**Provided text:**
_____

We had to read that book last semester, so I would say its still relevant.
Group selection however is not. The problem with group selection is that in a population with individuals with altruistic behavior, a selfish individual would have a great advantage. It would have a better chance of surviving and reproducing. Its selfish genes would spread over generations and the altruistic behavior would not survive.
William Gutierrez
Isn't the entire point of this book to introduce the "gene's eye view of evolution," or that evolution doesn't work on the individual, it works on the gene?
Or am I thinking some other book?
Gavin Thomas
No, you´re right. We´re basically surviving machines for our self replicating genes
William Turner
Sobers "Unto Others" fairly well dismisses this critique.
Tl;dr While an altruists genes would decline in relative fitness, compared to other members of the group, their absolute fitness, the number of offspring they have, would still increase. So, as long as other groups exist, and organisms can occasionally move between groups, altruistic genes will never go extinct, and will actually outperform selfish genes that come from groups with less altruists.
He does a lot more math and case studies, but I believe that's the gist.

_____

**Supplied information:**

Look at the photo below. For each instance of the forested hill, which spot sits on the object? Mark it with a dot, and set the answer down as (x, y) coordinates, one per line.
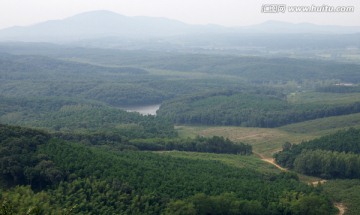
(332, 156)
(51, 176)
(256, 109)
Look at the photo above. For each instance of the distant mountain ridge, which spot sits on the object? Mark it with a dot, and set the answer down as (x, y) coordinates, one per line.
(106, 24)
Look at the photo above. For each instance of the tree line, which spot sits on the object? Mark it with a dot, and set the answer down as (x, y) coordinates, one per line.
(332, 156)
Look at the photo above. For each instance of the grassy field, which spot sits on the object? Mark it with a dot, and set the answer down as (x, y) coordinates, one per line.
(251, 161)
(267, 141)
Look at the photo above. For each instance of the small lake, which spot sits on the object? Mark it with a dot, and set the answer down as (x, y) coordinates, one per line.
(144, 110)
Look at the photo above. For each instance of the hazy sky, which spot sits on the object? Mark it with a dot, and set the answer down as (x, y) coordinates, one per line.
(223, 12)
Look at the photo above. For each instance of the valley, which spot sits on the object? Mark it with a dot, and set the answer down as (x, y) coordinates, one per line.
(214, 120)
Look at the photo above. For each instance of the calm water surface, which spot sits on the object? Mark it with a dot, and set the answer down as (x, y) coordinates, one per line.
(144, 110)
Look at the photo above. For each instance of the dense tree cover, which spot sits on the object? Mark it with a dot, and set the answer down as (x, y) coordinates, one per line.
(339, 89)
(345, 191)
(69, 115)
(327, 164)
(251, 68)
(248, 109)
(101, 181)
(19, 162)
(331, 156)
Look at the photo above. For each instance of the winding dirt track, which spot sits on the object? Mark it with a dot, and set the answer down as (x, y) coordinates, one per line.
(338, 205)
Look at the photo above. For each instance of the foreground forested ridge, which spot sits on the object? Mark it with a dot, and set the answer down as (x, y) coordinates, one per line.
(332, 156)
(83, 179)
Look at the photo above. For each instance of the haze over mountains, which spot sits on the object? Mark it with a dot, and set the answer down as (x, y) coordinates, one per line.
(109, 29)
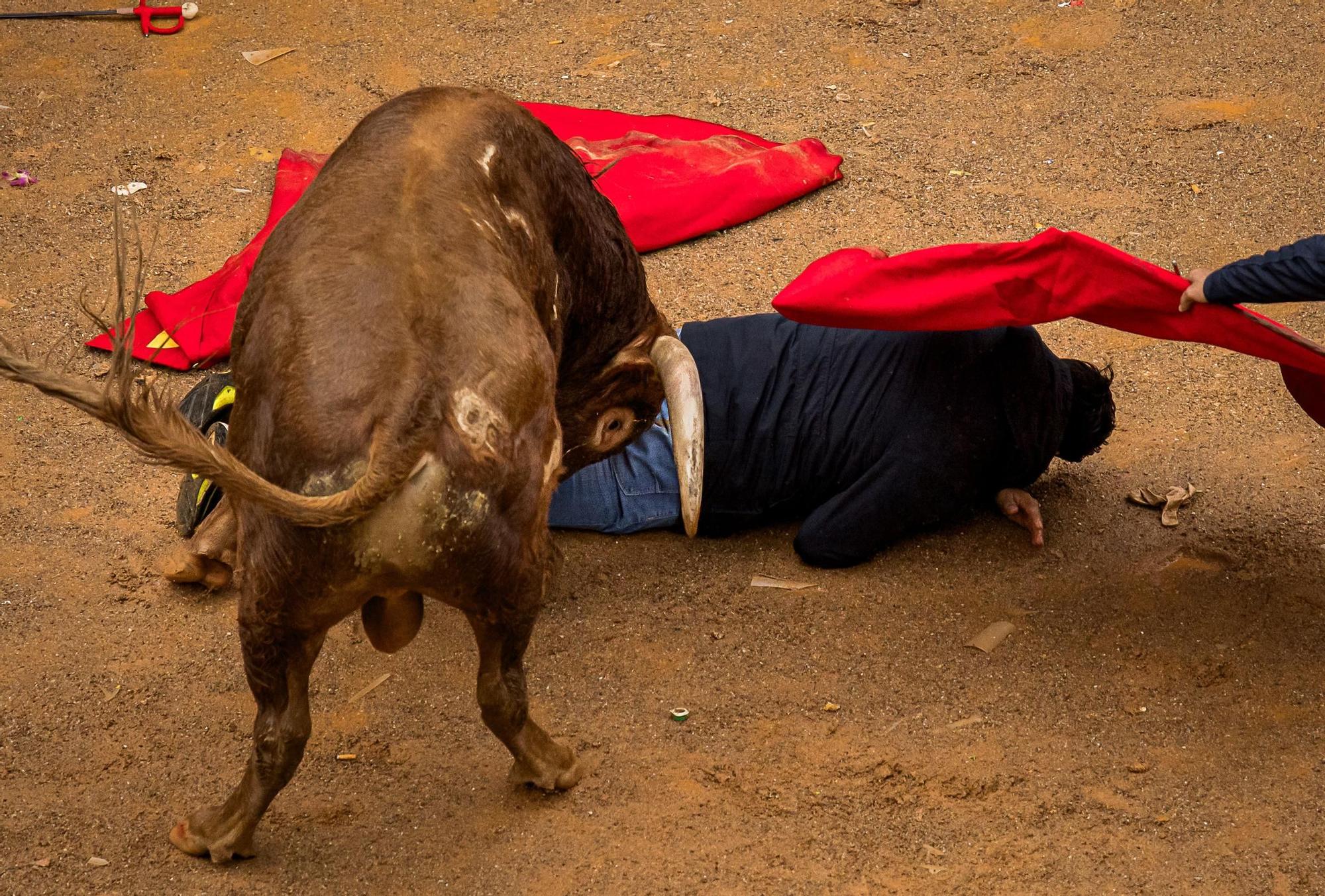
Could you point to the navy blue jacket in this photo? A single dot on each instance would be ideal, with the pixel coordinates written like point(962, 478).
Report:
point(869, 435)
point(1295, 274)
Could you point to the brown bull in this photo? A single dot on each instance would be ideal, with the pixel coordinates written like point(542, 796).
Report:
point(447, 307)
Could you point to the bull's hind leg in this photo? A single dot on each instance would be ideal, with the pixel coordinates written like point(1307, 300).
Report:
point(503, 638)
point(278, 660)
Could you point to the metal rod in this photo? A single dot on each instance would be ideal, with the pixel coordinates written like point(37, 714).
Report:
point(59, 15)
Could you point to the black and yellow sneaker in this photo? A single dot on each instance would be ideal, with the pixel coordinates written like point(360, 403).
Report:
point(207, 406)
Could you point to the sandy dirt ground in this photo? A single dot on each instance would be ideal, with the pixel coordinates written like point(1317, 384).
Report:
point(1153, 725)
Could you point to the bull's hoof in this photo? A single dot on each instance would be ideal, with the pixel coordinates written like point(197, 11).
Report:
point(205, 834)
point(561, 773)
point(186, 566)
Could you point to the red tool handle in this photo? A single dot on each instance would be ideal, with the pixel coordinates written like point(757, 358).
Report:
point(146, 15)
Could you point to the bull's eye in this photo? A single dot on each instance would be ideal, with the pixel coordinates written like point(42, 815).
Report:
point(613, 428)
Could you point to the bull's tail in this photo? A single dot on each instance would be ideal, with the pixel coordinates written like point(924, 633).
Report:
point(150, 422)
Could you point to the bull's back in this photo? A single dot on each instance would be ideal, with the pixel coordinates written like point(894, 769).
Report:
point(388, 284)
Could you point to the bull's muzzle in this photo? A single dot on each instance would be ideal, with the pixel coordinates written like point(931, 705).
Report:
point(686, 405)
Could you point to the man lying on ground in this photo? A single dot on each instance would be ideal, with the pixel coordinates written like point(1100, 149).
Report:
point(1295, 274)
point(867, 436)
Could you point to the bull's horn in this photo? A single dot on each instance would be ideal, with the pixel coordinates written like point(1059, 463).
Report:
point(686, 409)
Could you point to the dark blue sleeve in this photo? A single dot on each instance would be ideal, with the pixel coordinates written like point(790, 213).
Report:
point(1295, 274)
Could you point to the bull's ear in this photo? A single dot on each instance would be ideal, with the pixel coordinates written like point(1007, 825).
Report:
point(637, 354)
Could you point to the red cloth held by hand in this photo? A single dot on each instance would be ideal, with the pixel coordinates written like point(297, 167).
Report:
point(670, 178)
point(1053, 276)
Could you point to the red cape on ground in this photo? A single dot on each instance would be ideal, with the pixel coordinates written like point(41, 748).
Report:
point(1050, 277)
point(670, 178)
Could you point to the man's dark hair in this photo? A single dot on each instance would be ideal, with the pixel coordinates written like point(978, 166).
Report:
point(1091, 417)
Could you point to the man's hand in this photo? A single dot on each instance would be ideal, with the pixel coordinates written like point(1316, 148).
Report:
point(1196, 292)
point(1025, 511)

_____

**The problem:**
Please retype the thread from "We had to read" to "would not survive." word for word. Rely only on the thread, not on the material.

**Problem solution:**
We had to read that book last semester, so I would say its still relevant.
Group selection however is not. The problem with group selection is that in a population with individuals with altruistic behavior, a selfish individual would have a great advantage. It would have a better chance of surviving and reproducing. Its selfish genes would spread over generations and the altruistic behavior would not survive.